▶ **PROBLEMS TO WORK ON**:
1. In the Marvin X profile, how long did it take him to write his memoir of Eldridge Cleaver?
2. Write out the passage of the Marvin X profile starting at "When he's not" and ending at "writer Ishmael Reed.", word for word.

▶ **DOCUMENT EXCERPT**:
====

Marvin X is a man of many names and talents. He's known variously as Marvin Ellis Jackmon, Marvin X, El Muhajir, Jeremiah, Rumi, Plato Negro, the Sledgehammer, Human Earthquake,and Senior Citizen General. His talents include poet, playwright, essayist, publisher, editor, director, producer, promoter, professor, community organizer. Last year he published eight books, making him one of the most prolific authors in the world. The Last Poets, his friends from the Black Arts Movement of the 60s, say, "Marvin X writes a book a month." He wrote his memoir of Eldridge Cleaver in three weeks, daily sharing each chapter with his online readers.

When he's not writing, he dons the persona of Plato Negro, teaching at his Academy of da Corner, 14th and Broadway. "If you want to learn about motivation and inspiration, don't spend all that money on workshops and seminars, just go stand at 14th and Broadway and watch Marvin X at work. He's Plato teaching on the streets of Oakland, " says fellow Oakland writer Ishmael Reed.
"Marvin's play One Day in the Life (about his addiction and recovery) is the most powerful drama I've seen." His Reader's Theatre performed selections from his book The Wisdom of Plato Negro at the San Francisco Theatre Festival. On Martin Luther King, Jr. Day, Marvin performed at Yoshi's San Francisco with fellow poet Amiri Baraka and Roscoe Mitchell of the Chicago Arts Ensemble.


On Saturday, February 19, Noon til 6pm, the Senior Citizen General brings his troop of Bay Area Black Authors, poets, actors and readers to the Joyce Gordon Gallery for a poetry festival and book fair. He recently edited the poetry issue of the Journal of Pan African Studies, an online journal featuring writing from throughout the Pan African world or Diaspora.

====

▶ **DATASET EXTRACT**:
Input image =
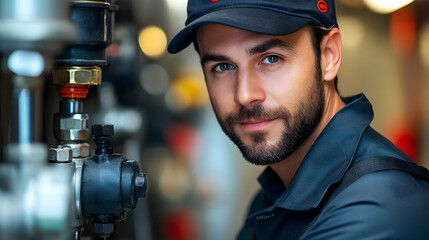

====

▶ **THE SOLUTIONS**:
1. Three weeks.

2.
When he's not writing, he dons the persona of Plato Negro, teaching at his Academy of da Corner, 14th and Broadway. "If you want to learn about motivation and inspiration, don't spend all that money on workshops and seminars, just go stand at 14th and Broadway and watch Marvin X at work. He's Plato teaching on the streets of Oakland, " says fellow Oakland writer Ishmael Reed.